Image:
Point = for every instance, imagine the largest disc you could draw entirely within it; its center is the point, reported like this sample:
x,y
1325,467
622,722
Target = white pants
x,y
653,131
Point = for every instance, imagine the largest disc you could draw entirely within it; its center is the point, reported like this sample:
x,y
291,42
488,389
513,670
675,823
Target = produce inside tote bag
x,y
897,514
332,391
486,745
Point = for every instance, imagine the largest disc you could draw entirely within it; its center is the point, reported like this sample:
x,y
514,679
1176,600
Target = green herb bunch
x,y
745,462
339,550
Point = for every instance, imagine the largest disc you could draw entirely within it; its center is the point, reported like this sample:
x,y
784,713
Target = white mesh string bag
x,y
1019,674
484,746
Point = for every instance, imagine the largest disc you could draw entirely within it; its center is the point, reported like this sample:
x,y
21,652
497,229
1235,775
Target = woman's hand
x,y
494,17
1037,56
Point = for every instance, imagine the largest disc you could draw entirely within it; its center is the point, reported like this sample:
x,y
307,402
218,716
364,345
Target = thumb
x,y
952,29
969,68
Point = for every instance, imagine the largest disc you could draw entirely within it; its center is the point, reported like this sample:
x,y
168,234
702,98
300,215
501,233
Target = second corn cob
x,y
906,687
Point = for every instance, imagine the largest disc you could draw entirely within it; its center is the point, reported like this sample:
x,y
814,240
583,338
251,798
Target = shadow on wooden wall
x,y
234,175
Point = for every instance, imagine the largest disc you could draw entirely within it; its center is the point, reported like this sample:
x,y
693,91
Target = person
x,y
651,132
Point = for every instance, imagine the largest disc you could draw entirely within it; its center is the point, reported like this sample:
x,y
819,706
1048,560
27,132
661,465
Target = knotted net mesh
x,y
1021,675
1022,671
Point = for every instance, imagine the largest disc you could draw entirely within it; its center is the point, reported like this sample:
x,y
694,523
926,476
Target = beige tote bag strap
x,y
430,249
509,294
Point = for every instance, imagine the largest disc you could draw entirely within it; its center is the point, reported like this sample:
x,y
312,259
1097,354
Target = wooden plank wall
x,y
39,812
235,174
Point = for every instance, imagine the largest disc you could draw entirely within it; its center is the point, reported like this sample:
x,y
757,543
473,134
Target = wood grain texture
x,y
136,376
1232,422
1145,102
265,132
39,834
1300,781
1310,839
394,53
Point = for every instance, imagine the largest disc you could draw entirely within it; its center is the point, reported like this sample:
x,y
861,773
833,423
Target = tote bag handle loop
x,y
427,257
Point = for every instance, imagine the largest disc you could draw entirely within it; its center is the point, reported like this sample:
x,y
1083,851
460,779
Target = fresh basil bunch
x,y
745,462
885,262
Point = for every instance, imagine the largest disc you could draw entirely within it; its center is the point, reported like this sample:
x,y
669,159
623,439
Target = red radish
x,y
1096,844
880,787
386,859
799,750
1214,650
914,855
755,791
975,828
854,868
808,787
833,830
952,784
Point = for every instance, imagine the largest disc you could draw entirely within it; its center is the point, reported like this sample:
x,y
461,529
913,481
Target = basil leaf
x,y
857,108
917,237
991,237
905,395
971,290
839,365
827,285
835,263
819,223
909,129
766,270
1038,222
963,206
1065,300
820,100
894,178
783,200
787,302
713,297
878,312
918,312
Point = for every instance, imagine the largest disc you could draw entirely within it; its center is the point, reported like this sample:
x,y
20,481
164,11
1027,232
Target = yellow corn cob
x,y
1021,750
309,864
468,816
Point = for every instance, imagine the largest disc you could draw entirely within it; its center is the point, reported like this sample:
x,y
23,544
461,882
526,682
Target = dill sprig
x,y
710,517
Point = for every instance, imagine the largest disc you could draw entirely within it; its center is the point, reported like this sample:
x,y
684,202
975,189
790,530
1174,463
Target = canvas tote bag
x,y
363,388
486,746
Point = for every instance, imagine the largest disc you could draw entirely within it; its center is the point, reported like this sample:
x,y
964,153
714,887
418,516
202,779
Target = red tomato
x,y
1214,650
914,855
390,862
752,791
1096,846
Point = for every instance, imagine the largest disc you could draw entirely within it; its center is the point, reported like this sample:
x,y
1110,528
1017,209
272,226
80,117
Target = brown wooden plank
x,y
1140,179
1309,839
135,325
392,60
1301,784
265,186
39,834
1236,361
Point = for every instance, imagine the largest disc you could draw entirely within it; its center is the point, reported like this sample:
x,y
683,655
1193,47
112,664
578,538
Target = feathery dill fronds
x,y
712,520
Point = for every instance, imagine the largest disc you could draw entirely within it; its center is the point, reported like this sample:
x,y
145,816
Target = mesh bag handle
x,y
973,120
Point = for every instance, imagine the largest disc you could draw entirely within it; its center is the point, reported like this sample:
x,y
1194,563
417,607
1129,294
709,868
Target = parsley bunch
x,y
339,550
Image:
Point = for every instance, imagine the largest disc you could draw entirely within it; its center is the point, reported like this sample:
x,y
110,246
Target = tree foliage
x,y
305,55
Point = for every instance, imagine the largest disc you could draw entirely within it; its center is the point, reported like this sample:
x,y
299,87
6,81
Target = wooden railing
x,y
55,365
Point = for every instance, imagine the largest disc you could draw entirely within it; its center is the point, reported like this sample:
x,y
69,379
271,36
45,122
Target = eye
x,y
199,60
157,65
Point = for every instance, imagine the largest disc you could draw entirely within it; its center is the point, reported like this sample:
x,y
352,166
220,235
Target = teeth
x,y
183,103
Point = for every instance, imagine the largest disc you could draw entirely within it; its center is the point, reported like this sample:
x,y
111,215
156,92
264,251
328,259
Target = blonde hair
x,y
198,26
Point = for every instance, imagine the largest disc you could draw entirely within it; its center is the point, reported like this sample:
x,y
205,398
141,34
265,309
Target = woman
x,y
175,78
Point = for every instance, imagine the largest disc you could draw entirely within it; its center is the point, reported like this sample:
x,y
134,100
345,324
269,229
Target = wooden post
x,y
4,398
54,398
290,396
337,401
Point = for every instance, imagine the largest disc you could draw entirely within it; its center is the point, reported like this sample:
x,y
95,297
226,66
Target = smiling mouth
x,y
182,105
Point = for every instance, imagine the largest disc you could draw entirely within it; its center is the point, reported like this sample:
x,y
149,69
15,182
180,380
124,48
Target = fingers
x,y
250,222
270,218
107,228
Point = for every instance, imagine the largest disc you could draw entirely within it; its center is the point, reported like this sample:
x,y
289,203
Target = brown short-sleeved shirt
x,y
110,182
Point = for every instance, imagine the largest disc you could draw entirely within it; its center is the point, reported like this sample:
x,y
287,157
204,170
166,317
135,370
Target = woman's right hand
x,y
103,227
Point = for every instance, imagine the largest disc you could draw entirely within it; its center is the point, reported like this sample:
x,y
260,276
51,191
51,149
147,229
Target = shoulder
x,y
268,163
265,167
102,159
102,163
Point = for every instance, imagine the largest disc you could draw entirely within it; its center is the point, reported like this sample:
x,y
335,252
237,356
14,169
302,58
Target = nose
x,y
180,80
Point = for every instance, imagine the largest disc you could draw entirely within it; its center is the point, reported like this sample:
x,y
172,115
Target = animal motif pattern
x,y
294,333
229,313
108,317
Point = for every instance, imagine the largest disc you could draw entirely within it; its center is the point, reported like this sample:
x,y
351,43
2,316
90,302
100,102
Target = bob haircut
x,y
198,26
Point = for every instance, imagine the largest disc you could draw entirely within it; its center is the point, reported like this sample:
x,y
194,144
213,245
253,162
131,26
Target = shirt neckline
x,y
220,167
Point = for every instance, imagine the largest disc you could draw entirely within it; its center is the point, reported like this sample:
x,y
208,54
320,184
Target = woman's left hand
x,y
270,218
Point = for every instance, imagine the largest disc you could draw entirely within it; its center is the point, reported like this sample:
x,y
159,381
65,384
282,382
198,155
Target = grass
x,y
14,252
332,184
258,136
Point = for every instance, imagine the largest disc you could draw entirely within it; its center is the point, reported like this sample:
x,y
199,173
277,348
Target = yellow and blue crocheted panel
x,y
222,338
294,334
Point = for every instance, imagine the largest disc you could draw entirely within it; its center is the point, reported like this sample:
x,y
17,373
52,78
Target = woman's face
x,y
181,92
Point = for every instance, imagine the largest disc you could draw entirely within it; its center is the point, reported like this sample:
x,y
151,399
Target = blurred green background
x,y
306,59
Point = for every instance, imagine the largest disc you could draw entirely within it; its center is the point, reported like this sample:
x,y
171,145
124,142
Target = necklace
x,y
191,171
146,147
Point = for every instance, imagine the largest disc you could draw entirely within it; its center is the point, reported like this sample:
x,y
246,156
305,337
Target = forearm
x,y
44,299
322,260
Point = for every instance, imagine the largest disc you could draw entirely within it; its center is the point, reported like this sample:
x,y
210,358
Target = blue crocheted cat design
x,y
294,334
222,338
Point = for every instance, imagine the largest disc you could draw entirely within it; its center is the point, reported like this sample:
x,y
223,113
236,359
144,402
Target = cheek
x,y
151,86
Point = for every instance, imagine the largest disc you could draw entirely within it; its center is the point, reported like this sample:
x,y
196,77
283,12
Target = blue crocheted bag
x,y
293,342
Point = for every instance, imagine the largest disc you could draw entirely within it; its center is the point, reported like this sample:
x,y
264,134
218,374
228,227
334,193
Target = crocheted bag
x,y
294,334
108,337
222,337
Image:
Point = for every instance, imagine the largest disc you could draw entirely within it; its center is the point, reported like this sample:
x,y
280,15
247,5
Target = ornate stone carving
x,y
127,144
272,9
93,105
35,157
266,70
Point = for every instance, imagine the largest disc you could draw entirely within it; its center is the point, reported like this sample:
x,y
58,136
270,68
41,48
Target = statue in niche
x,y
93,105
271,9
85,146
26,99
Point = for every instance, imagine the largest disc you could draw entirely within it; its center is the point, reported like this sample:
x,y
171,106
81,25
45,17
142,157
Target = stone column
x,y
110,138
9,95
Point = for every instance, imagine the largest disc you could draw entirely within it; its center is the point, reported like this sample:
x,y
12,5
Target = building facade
—————
What is being asked |
Output nothing but the lines from the one with "Target = statue in niche" through the last line above, each exactly as it stands.

Solved exercise |
Target = statue in niche
x,y
93,105
271,9
85,146
26,99
Point = for every instance, imagine the largest disc you could draw entirely within it; its center is the point, reported like this sample:
x,y
171,106
81,25
45,17
142,157
Target = stone column
x,y
110,138
9,95
Point = for every instance, imagine the largest disc you could draw entirely within it; its center is the point, reported like this sample:
x,y
12,5
Target = building facade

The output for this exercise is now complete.